▶ _WORK INSTRUCTIONS_:
1) In the news passage about the medical cases, why was an X-ray ordered for Pamela Jones in 2003?
2) From the news passage about the medical cases, retype the stretch from "A representative for" through "had been resolved." without altering anything.

▶ _SELECTED PASSAGE_:
-----

Representatives for POH Medical Center in Pontiac declined comment on Robinson’s case because of pending litigation.

In Pamela Jones’ case, the scalpel blade wasn’t detected until 12 years after Dr. Jeffrey D. Sabloff performed surgery in 1991 on her chronically inflamed kneecap.

Between 1991 and 2003, Jones complained of pain in her thigh, court records show. Sabloff's associates at Greater Metropolitan Orthopaedics in Waldorf, Md., continued to treat her, never discovering the blade. Another doctor diagnosed psoriatic arthritis and placed Jones on powerful drugs.

Finally, in 2003, her knee became even more painful and developed a tender mass. Suspecting cancer, a doctor ordered an MRI, but the procedure caused excruciating pain, prompting a technician to order an X-ray.

‘You've got a blade in your leg’

“He came back into the room and he had this God-awful look on his face,” recalled Jones, 44, a high school culinary arts teacher. “He said ‘You’ve got a blade in your leg.’ At that point, my heart sunk into my stomach.’”

Surgery fixed the problem, but Jones still regrets spending so long in pain and on drugs. “It almost stopped everything I enjoyed for all those years,” she said.

A representative for Sabloff said he was out of the country and couldn’t comment. Jones’ lawyer said she couldn’t discuss details of the final outcome other than to say the case had been resolved.

For Lisa Schweska, the teacher in Springfield, Ill., developing a blood clot in her leg, a deep vein thrombosis, seemed bad enough in November 2006. But the real trouble was with the metal filter designed to keep the clot from breaking apart and traveling to her lungs.

-----

▶ _THE DATA_:
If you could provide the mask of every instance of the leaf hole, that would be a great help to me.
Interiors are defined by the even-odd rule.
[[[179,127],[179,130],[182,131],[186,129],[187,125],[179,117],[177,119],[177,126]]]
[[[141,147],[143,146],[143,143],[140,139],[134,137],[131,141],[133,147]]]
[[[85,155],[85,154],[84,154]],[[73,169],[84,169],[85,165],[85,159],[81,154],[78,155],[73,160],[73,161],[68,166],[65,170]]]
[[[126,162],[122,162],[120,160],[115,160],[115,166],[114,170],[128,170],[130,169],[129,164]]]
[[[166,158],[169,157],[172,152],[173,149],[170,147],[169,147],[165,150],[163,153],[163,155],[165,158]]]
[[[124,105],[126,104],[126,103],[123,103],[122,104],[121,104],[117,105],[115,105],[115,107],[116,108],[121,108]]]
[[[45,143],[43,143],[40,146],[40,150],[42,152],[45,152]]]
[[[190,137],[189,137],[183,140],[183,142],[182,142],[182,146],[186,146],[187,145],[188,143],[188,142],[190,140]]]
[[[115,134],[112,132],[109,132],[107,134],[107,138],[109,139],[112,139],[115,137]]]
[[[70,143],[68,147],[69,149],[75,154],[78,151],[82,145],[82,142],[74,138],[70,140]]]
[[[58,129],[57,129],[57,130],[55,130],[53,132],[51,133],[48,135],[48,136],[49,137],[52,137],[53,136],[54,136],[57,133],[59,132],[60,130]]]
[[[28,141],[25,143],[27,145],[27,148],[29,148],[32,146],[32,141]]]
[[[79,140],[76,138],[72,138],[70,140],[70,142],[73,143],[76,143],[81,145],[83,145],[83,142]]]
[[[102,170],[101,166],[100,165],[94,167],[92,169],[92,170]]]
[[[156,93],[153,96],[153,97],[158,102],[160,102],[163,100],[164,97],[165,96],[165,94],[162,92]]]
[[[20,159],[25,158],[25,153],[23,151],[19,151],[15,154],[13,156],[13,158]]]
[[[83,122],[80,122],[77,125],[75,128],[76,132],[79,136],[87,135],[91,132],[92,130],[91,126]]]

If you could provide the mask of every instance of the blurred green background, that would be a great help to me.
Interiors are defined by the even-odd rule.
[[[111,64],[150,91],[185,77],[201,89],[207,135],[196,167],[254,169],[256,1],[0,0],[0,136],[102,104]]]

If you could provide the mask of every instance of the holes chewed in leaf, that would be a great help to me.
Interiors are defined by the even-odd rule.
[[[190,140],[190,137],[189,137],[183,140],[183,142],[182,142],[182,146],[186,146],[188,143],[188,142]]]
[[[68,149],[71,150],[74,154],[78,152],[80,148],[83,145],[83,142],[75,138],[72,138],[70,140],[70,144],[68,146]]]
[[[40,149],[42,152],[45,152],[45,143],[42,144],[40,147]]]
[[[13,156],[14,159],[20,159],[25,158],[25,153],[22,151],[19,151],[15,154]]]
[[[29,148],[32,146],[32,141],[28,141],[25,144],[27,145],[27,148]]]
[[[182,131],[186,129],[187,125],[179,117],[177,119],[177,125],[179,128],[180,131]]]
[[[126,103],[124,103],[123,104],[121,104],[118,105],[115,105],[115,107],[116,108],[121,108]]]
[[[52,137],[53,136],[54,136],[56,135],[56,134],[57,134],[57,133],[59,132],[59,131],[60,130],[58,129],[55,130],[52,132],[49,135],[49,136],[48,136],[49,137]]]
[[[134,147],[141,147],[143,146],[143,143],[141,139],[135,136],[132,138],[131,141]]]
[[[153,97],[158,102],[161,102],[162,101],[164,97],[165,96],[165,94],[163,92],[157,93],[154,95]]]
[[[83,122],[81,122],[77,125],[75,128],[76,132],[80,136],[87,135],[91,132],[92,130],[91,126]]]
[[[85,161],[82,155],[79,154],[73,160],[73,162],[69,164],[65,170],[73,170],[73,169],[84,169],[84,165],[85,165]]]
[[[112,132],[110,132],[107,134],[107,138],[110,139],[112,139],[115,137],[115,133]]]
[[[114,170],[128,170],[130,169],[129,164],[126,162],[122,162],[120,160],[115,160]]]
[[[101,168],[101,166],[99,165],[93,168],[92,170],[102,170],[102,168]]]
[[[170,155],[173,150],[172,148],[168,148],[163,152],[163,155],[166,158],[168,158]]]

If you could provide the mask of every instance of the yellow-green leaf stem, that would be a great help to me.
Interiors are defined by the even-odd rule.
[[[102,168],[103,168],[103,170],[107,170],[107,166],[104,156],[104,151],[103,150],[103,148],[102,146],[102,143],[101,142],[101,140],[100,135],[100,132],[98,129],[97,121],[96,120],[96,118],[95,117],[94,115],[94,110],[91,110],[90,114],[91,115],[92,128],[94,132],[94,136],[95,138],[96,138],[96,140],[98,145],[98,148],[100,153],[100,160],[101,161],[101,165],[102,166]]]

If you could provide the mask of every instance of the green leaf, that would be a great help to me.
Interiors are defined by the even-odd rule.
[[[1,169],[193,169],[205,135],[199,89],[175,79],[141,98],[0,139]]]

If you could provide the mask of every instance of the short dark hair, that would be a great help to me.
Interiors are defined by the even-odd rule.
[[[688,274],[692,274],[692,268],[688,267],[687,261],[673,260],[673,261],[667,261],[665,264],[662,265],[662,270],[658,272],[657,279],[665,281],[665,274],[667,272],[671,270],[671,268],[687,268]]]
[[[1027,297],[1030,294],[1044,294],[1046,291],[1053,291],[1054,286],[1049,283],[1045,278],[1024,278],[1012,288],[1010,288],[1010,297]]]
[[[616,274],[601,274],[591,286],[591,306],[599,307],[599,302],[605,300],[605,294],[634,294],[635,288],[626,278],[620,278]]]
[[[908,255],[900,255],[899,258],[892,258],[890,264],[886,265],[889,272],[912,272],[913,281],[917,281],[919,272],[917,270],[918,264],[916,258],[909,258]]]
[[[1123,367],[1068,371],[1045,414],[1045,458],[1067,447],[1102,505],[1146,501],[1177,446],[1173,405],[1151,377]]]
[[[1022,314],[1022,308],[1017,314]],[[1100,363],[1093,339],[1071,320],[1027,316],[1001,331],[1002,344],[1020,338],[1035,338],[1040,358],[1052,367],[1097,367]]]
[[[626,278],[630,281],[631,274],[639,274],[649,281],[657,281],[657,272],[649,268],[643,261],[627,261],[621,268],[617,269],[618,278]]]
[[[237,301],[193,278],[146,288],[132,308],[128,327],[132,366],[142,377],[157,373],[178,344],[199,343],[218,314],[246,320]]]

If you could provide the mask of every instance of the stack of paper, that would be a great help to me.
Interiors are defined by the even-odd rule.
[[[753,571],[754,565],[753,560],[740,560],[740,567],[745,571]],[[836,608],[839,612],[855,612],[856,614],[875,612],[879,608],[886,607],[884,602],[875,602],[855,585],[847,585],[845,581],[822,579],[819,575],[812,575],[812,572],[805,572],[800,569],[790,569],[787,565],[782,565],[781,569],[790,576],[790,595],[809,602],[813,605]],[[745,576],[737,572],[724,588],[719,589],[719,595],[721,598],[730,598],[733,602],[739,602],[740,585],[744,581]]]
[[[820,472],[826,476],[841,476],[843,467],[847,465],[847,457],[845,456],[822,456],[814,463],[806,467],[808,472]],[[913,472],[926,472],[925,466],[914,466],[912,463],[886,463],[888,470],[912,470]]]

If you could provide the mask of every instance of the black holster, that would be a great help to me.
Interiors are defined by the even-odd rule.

-----

▶ _ANSWER SET_:
1) A doctor suspected cancer and ordered an MRI. The MRI caused Jones excruciating pain, which prompted a technician to order an X-ray.

2)
A representative for Sabloff said he was out of the country and couldn’t comment. Jones’ lawyer said she couldn’t discuss details of the final outcome other than to say the case had been resolved.